* **Passage**

========

This was the turning point of the election because all the Buddhist
monks and most of the silent majority suddenly shifted their allegiance
to UNP candidate Ranasinghe Premadasa who promptly announced that the
existing provisions regarding Buddhism will not be changed.
The result was that the SLFP led by Mrs. Bandaranaike lost not only
the presidential election, but also the subsequent general election very
badly.
A similar situation arose recently owing to the recommendations of
the ‘Expert Panel’ to the All Party Representative Committee which even
proposed to do away with the unitary nature of the Sri Lankan State.
Fortunately, this blunder was corrected before it was too late.
Therefore, the SLFP in future will have to be very cautious in
formulating its policies.
The SLFP has to remember that it derives support mainly from the
rural Sinhalese, though this does not mean that the SLFP does not
receive minority votes. But there is hardly any doubt that the SLFP’s
vote base is the rural Sinhalese folk of which the majority are
Buddhists.
In the economic sphere, the biggest contribution of the SLFP has been
in reducing the disparity between the haves and the have-nots.
Most SLFP leaders who ruled the country succeeded to some extent in
achieving this objective, provided that they did not deviate from the
SLFP economic policies. They were able to increase the domestic
production and improve the living conditions of the poor including their
education, health etc.
It is admitted that with the introduction of the open market economy,
the original economic policies of the SLFP which were applied in the
50s, 60s upto the mid 70s cannot be implemented in toto now. But the
SLFP’s policy regarding the economy must always be a mixed economy which
strikes a balance between the need to increase production and bridging
the gap between the haves and the have-nots.
Unfortunately, all Governments which came to power after 1983 have
had to face the problem of terrorism which takes a heavy toll on
economic development.
But even with the existence of terrorism, President Rajapaksa’s
Government has been able to achieve considerable economic growth unlike
the previous SLFP regime, mainly due to the good team of advisors who
assist him in economic matters.
Therefore, the present positive signs regarding the economy are
indicators that Sri Lanka could expect a continuous growth rate in time
to come.
Looking into the future
It is an accepted fact that the present President who heads the SLFP
is a popular leader.
His victory at the Presidential Election was a personal victory to a
great extent. Starting his political career as the youngest Member of
Parliament, the present SLFP leader gradually rose to his present
position from an ordinary back bencher, to a leading party member, a
Minister, the Opposition Leader, the Prime Minister and finally to the
office of Executive President. The main reason for his popularity is his
ability to be with the people which is why he is called a ‘people’s
leader’.
Today, the war is not fought by the politicians like earlier, but by
the Security Forces. There is no political agenda in the present war and
this is the reason for the present administration’s success in the war
front.

========

* **Provided records**
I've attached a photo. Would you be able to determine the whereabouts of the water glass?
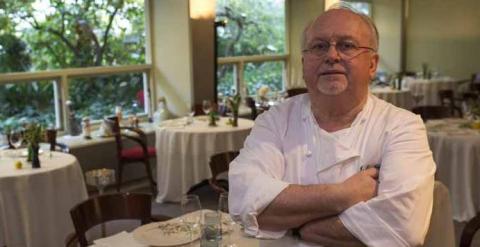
[202,100,212,115]
[218,192,237,247]
[180,195,202,241]
[200,212,222,247]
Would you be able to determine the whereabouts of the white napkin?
[93,231,147,247]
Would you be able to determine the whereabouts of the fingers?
[362,167,379,179]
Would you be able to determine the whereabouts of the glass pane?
[68,73,145,120]
[217,64,236,98]
[216,0,285,57]
[244,61,284,95]
[0,0,145,73]
[0,80,55,132]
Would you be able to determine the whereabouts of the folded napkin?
[93,231,147,247]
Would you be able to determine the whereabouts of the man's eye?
[312,42,330,51]
[337,42,357,51]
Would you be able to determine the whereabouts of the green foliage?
[0,0,145,130]
[217,0,285,95]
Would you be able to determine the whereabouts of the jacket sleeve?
[340,114,435,247]
[228,109,289,238]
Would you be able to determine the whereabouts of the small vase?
[232,111,238,127]
[31,145,40,168]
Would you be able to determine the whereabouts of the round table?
[426,119,480,221]
[404,77,458,105]
[370,87,413,110]
[0,150,88,247]
[155,116,254,202]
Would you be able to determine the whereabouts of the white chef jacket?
[229,94,435,247]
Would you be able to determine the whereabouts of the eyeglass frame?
[302,40,377,60]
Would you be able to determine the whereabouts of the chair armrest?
[65,232,78,247]
[150,214,172,222]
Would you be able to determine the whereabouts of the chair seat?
[122,147,156,159]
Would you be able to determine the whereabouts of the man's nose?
[325,44,340,64]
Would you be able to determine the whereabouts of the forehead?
[307,9,372,42]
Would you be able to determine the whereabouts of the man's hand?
[340,168,378,209]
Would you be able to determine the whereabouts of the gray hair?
[302,2,379,51]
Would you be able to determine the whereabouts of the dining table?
[86,209,304,247]
[0,149,88,247]
[402,77,459,106]
[155,116,254,203]
[370,87,414,110]
[425,118,480,221]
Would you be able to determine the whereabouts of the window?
[216,0,287,96]
[0,0,150,131]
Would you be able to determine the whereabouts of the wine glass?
[412,94,423,106]
[202,100,212,115]
[180,195,202,241]
[218,192,237,247]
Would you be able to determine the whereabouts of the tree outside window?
[0,0,145,131]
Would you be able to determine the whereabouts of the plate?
[133,220,200,246]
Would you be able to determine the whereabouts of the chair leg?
[117,161,123,192]
[143,158,157,195]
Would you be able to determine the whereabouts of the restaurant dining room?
[0,0,480,247]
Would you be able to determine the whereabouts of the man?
[229,4,435,247]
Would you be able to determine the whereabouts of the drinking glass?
[202,100,212,115]
[412,94,423,106]
[218,192,237,247]
[180,195,202,241]
[8,130,23,157]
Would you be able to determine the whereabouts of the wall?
[372,0,402,73]
[407,0,480,79]
[286,0,325,88]
[150,0,193,116]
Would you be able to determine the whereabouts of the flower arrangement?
[257,85,270,101]
[24,123,45,168]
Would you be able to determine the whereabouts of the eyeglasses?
[302,40,377,60]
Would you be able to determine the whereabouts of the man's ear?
[368,53,380,79]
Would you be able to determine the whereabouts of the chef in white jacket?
[229,6,435,247]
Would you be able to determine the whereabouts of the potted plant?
[24,123,45,168]
[228,93,242,127]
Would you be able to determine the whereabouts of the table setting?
[155,116,254,203]
[425,118,480,221]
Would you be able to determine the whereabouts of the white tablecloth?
[155,116,253,202]
[426,119,480,221]
[370,87,413,110]
[0,150,88,247]
[403,77,458,105]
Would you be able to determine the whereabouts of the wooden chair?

========

* **Problems to solve**
• A. Write out the rows word for word, from the line with "Would you be able to determine the whereabouts of the chef" through the last line of the rows.
• B. Carry the passage on the SLFP forward from its final sentence.
The passage on the SLFP and the rows have nothing to do with each other.

* **Outputs for the tasks**
• A.
Would you be able to determine the whereabouts of the chef in white jacket?
[229,6,435,247]
Would you be able to determine the whereabouts of the potted plant?
[24,123,45,168]
[228,93,242,127]
Would you be able to determine the whereabouts of the table setting?
[155,116,254,203]
[425,118,480,221]
Would you be able to determine the whereabouts of the white tablecloth?
[155,116,253,202]
[426,119,480,221]
[370,87,413,110]
[0,150,88,247]
[403,77,458,105]
Would you be able to determine the whereabouts of the wooden chair?

• B.
However, one cannot be satisfied with the achievements in the
battlefield alone. The ultimate solution to this problem will have to be
a political settlement. This could be achieved by applying the SLFP
policies according to which the discussion table is the best place to
sort out disputes. Thus, power could be devolved even upto the
grassroots level in line with the SLFP policies bearing in mind the
basic features of the Constitution.
The present terrorism problem in the North and the East can be solved
without much difficulty because it has its origins in the language
problem. But, in Sri Lanka there are only two languages, Sinhala and
Tamil, except English which is the link language.
In this respect it is helpful to look at India which has been able to
withstand such problems and achieve many things with 22 major languages
and 200 other languages. The SLFP should also follow the Indian example.
Under President Rajapaksa’s leadership, the Government is in the
process of carefully studying the introduction of a grassroots level
democratic form of governance based on the Indian Panchayat system.
This is not a concept alien to Sri Lanka. In the ancient days,
disputes were settled at the Gamsabha by the village elders under the
shade of a tree.
Our culture is based on the Buddhist philosophy which advocates
tolerance. Therefore, as a party based on Buddhist principles, the SLFP
is capable of solving this problem if it could muster the support of the
minorities by giving them the right to administer their own affairs.
The future of the SLFP is inextricably linked with the future of our
country. Earlier there were allegations that the SLFP is a party of the
Bandaranaikes. But today for the first time, a non-Bandaranaike has been
able to win the election after assuming its leadership.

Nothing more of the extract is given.